--- START PAGE EXTRACT ---

This case is before this Court pursuant to the Order of Reference (ECF No. 32) entered December 2, 2014 and the parties' unanimous consent to disposition of this action by a United States Magistrate Judge (ECF Nos. 28 & 32).

Applicant, Guillermo Ortiz, is a prisoner in the custody of the United States Bureau of Prisons (BOP) currently incarcerated at the Federal Prison Camp in Yankton, South Dakota. On June 13, 2014, Applicant filed an Application for a Writ of Habeas Corpus Pursuant to 28 U.S.C. ` 2241 challenging the calculation of his federal prison sentence. He filed an Amended Application on August 1, 2014 (ECF No. 6). First, he argues that the BOP failed to provide credit for the time that he was held in federal custody while on state parole. Next, he argues that the BOP failed to run his federal sentence concurrently with his prior state sentence. Finally, Mr. Ortiz contends that the BOP lacks authority to calculate his sentence because Congress has not authorized the BOP to make sentence calculations. On October 9, 2014, Respondent filed a Response to the Application (ECF No. 29). Applicant filed a Reply on October 27, 2014 (ECF No. 30).

The Court must construe liberally the Application because Mr. Ortiz is not represented by an attorney. See Haines v. Kerner, 404 U.S. 519, 520-21 (1972); Hall v. Bellmon, 935 F.2d 1106, 1110 (10th Cir. 1991). However, the Court should not act as an advocate for a pro se litigant. See Hall, 935 F.2d at 1110. After reviewing the pertinent portions of the record in this case, including the Application, the Response, and the Reply, the Court concludes that the Application should be denied.

A. Relevant Facts

The record evidence reflects the following facts. On August 28, 2006, Mr. Ortiz was sentenced in Minnehaha County, South Dakota following conviction for possession of a controlled substance to a seven-year term of imprisonment (three years suspended) in the custody of the State of South Dakota (ECF No. 29-1, p. 13). After serving part of his sentence, he was released from prison in South Dakota on parole supervision (ECF No. 29-1, p. 12). His maximum release date at that time was August 28, 2013 (Id.).

On April 12, 2010, federal Drug Enforcement Agency (DEA) officers obtained a search warrant to search Applicant's residence and car. On April 13, 2010, Mr. Ortiz was taken to the DEA office where he was interrogated and tested positive for drugs. After interrogation, South Dakota state officers took Ortiz to state prison pursuant to a parole detainer, which was issued on that date (ECF No. 29-1, p. 11).

--- END PAGE EXTRACT ---
--- START RECORDS ---

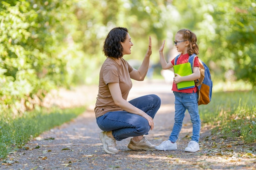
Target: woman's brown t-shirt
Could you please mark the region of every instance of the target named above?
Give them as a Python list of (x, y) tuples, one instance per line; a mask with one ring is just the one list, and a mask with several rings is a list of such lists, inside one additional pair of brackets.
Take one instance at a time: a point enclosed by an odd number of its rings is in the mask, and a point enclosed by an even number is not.
[(108, 57), (102, 64), (99, 73), (99, 93), (94, 108), (96, 117), (108, 112), (123, 110), (115, 104), (108, 86), (109, 83), (119, 83), (123, 98), (127, 99), (129, 92), (132, 86), (129, 73), (133, 68), (122, 58), (121, 63), (121, 64), (119, 65), (114, 59)]

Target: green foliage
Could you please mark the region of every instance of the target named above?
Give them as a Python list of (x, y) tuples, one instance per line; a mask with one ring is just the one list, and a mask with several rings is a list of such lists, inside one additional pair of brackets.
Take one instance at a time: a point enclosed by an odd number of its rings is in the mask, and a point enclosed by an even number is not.
[(219, 131), (223, 136), (256, 142), (255, 93), (253, 91), (213, 93), (210, 104), (199, 106), (200, 117), (203, 122), (216, 126), (214, 133)]
[(5, 157), (12, 150), (22, 147), (43, 132), (76, 117), (85, 110), (84, 108), (55, 108), (50, 111), (43, 109), (25, 112), (22, 117), (14, 119), (0, 115), (0, 158)]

--- END RECORDS ---

• [TASKS TO COMPLETE]
a - According to the court opinion, where is Guillermo Ortiz currently incarcerated?
b - Please reproduce word for word the part of the court opinion that opens with the words containing "This case is" and closes with "Nos. 28 & 32).".

• [ANSWERS TO THE EXERCISE]
a - At the Federal Prison Camp in Yankton, South Dakota.

b -
This case is before this Court pursuant to the Order of Reference (ECF No. 32) entered December 2, 2014 and the parties' unanimous consent to disposition of this action by a United States Magistrate Judge (ECF Nos. 28 & 32).